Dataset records
----
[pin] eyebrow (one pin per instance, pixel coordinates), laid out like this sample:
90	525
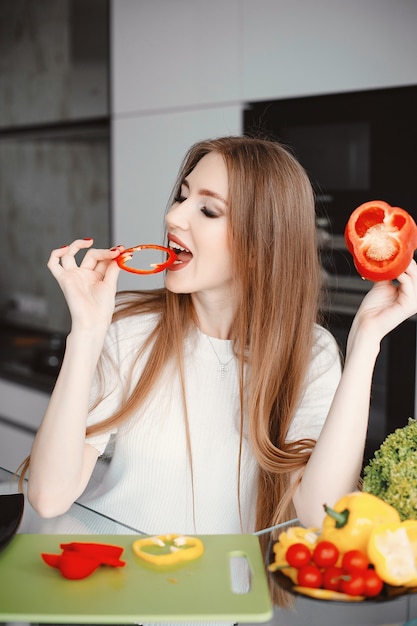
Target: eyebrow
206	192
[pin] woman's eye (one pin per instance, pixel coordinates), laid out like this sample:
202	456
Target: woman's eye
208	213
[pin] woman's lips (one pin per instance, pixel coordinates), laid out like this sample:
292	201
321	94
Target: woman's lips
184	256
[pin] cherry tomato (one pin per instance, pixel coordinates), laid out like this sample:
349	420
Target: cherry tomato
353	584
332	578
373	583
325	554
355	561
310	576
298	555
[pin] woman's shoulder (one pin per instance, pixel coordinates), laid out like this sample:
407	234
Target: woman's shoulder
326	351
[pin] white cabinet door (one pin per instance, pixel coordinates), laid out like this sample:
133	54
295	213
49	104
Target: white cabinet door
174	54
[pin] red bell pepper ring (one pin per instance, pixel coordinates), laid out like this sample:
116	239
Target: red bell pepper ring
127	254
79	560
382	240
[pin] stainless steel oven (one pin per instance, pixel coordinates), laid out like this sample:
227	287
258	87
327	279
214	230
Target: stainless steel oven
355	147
----
▸ Task description
Among the records, find every line with the word "pixel" and copy it.

▸ Result for this task
[pin] eyebrow (one pin per instance, pixel coordinates), laid out like this sample:
[pin] woman's eye (one pin per instance, pixel coordinates), laid out like this sample:
[pin] woman's lips (one pin per instance, pixel coordinates), laid out like this sample:
[pin] cherry tomato (one pin per instance, pixel coordinates), laid out like this sample:
[pin] woman's shoulder (one pin per instance, pixel coordinates), laid out like this sample:
[pin] white cabinet door (one pin per instance, pixel coordinates), laid out like this sample:
[pin] red bell pepper ring (one pin per instance, pixel coordinates), laid out like this sample:
[pin] stainless steel oven (one pin per instance, pixel coordinates), laid out like this sample:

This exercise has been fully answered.